Rows from an object pointing dataset:
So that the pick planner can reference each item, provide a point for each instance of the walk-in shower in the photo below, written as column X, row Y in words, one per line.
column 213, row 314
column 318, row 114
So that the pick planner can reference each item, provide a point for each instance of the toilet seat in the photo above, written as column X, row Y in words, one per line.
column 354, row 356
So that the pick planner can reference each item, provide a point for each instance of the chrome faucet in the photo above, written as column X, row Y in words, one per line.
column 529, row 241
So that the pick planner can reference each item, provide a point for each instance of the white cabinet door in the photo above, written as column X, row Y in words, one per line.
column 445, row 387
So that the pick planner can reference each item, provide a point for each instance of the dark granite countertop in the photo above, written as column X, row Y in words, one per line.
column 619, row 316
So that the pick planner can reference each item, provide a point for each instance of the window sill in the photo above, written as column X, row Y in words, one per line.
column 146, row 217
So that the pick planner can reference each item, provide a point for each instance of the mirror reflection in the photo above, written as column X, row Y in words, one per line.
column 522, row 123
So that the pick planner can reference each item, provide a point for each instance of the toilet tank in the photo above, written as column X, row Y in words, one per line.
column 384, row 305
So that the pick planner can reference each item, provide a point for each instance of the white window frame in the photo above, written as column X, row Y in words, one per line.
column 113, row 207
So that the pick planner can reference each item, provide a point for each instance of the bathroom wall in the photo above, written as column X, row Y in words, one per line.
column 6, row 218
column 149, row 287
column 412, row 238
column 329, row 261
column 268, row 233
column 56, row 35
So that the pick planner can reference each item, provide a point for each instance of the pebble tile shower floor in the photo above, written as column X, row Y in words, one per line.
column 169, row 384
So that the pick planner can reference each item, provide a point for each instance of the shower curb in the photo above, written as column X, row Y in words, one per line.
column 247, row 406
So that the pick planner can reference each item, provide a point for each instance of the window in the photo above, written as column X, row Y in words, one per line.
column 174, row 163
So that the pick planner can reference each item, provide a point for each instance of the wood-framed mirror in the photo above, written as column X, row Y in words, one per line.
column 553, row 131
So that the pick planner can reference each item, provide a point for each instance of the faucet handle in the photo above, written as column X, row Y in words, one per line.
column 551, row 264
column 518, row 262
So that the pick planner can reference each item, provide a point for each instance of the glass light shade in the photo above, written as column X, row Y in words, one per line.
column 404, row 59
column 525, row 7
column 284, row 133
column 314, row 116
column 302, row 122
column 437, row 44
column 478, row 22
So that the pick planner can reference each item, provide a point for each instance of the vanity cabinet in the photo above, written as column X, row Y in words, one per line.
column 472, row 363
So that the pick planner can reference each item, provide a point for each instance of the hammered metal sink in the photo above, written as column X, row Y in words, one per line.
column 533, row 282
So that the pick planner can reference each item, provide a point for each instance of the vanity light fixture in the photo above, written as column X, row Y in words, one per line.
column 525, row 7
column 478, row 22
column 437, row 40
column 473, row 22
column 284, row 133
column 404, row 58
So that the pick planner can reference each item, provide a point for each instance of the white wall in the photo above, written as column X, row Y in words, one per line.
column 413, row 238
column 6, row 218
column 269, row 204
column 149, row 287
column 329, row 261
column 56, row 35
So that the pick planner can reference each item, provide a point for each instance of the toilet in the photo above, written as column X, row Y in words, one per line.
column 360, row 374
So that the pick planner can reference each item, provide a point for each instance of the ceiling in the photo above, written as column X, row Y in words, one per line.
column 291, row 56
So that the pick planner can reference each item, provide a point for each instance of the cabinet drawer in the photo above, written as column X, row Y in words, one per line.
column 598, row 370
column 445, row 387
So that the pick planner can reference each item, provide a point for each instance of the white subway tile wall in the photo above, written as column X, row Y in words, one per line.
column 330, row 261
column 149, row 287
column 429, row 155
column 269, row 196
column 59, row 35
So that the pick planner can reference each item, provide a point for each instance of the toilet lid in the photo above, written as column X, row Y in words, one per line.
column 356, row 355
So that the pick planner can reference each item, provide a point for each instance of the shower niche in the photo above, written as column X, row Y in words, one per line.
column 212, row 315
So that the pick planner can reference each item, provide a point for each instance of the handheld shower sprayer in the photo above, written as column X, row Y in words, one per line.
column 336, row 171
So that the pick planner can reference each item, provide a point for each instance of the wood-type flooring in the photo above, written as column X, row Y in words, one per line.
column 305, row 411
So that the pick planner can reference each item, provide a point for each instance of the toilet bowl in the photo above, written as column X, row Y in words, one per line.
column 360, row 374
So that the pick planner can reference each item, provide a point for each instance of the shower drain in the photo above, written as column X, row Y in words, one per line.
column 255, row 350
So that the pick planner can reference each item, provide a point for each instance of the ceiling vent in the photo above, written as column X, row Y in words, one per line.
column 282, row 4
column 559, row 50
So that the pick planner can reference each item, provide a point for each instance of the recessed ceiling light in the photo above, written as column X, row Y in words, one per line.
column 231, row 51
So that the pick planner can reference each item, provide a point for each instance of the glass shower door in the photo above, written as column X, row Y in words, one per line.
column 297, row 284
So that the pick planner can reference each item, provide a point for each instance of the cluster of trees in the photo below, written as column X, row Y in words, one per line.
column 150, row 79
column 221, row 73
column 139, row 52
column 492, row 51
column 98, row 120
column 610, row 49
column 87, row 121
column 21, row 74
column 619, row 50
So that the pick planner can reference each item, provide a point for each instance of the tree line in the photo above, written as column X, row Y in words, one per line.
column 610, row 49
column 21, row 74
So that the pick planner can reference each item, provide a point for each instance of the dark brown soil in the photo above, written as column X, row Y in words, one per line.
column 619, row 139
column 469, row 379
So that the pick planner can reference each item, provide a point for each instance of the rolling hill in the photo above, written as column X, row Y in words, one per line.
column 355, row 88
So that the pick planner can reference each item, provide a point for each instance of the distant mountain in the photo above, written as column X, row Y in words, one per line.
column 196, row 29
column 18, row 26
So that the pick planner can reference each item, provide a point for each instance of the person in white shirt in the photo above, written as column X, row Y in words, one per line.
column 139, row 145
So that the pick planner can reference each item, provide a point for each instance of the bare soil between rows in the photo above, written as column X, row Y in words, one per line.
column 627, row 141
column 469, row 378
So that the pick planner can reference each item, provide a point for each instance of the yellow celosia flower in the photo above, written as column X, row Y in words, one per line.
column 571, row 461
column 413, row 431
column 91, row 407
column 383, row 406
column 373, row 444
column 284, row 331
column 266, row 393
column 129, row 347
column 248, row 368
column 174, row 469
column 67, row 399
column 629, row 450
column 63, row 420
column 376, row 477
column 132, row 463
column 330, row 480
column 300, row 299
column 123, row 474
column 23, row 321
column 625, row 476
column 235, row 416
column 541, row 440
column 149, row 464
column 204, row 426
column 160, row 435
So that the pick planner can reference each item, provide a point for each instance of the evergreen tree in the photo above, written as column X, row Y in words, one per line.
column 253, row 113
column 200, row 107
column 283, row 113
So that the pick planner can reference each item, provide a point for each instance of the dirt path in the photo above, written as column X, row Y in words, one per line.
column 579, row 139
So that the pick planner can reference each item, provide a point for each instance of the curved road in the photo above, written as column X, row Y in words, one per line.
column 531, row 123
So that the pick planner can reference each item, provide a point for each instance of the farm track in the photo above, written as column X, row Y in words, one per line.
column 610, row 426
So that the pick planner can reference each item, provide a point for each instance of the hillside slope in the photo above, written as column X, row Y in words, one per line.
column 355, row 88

- SET PROBLEM -
Convert everything from the line containing "the toilet bowl" down to the line containing "column 469, row 379" into a numbered list, with both of those lines included and any blank lines left out. List only those lines.

- FULL RESPONSE -
1. So that the pick planner can reference each item, provide a point for each instance of the toilet bowl in the photo above, written as column X, row Y in words, one per line.
2. column 360, row 374
3. So that the pick planner can reference each item, provide a point for each instance of the shower drain in the photo above, written as column X, row Y in words, one per line.
4. column 255, row 350
5. So that the pick planner can reference each item, provide a point for each instance of the ceiling vent in the photo above, written as column X, row Y in words, one per line.
6. column 282, row 4
7. column 559, row 50
8. So that the pick planner can reference each item, provide a point for each instance of the recessed ceiling light in the photo above, written as column X, row Y in words, one per line.
9. column 231, row 51
10. So that the pick planner can reference each item, provide a point for each instance of the glass shower door in the photo above, written as column X, row Y in words, one per line.
11. column 297, row 284
12. So that the pick planner can reference each item, provide a point for each instance of the cluster of trees in the photo below, written as column X, row Y in words, one per line.
13. column 150, row 79
14. column 221, row 73
15. column 139, row 52
16. column 492, row 51
17. column 98, row 120
18. column 610, row 49
19. column 87, row 121
20. column 21, row 74
21. column 619, row 50
22. So that the pick planner can reference each item, provide a point for each instance of the tree line in the photo above, written as column X, row Y in words, one per line.
23. column 610, row 49
24. column 21, row 74
25. So that the pick planner can reference each item, provide a point for each instance of the dark brown soil in the photo above, written as column X, row Y in words, one per line.
26. column 619, row 139
27. column 469, row 379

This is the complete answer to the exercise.